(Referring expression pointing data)
------------------------------------
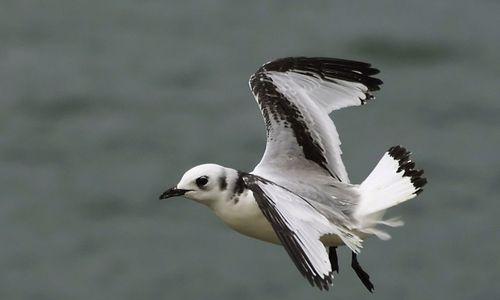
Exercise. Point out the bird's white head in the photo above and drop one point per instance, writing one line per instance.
(204, 183)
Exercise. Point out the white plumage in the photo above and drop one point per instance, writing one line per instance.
(299, 195)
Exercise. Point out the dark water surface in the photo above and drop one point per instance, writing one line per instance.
(104, 104)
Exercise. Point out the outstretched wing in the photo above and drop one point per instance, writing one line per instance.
(295, 96)
(299, 227)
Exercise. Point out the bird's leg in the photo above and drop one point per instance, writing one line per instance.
(332, 254)
(365, 278)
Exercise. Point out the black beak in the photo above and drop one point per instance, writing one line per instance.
(173, 192)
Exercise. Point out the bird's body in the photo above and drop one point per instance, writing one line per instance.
(300, 195)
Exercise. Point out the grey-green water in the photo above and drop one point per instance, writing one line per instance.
(104, 104)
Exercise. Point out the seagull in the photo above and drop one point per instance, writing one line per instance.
(299, 195)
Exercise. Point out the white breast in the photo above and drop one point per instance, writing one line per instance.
(244, 215)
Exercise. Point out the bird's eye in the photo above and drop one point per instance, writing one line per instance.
(201, 181)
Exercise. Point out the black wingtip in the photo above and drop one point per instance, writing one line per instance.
(402, 155)
(330, 69)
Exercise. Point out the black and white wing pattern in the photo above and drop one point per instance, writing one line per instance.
(299, 227)
(295, 96)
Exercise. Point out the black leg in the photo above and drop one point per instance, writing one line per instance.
(365, 278)
(332, 254)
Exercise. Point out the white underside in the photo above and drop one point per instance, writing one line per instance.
(246, 218)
------------------------------------
### WHAT IS REQUIRED
Pictures are to be left out; all other data must be returned exactly.

### REPLY
Exercise. Point out the bird's white head in the photo above and drop one point per instance, writing one line per instance.
(204, 183)
Exercise. Point out the white plumage in the photo above and drop one point per instance, writing one line per instance.
(299, 195)
Exercise. Point out the dark water surface in the photo above and drop one point per instance, writing one line per instance.
(104, 104)
Exercise. Point out the outstretched wing in the photo above and drop one point per instance, writing one line per instance.
(295, 96)
(299, 227)
Exercise. Point out the bird's leg in the photo above and drop one point per instance, writing one line per instance.
(332, 254)
(365, 278)
Exercise. Point out the black beak in the photo above and drop one point per instance, writing one line per instance.
(173, 192)
Exercise. Point out the bird's body in the photo above and drop one point per instance, writing one line per instance.
(300, 195)
Exercise. Point out the grey-green water in the photo above and drop one point per instance, writing one line per instance.
(104, 104)
Exercise. Point out the seagull in the photo above and drop one point per instance, writing one line per instance.
(299, 195)
Exercise. Point out the white breast in the photo above and drop one point per instance, writing one line per instance.
(244, 215)
Exercise. Point out the bird's eye in the photo above and drop one point per instance, writing one line per instance.
(201, 181)
Exercise. Point out the black wingtip in the photo above and drop one point per instance, writing one line per instance.
(402, 155)
(330, 69)
Exercise. Point out the black and white wing pattern in the photo above and drop one point per instance, writing one line per instance.
(299, 227)
(295, 96)
Exercise. Point out the black leg in the photo above and drop one point per instance, writing one line per instance.
(365, 278)
(332, 254)
Exercise. Point out the white underside in the photo above and drop one point per instance, writing one line per instance.
(246, 218)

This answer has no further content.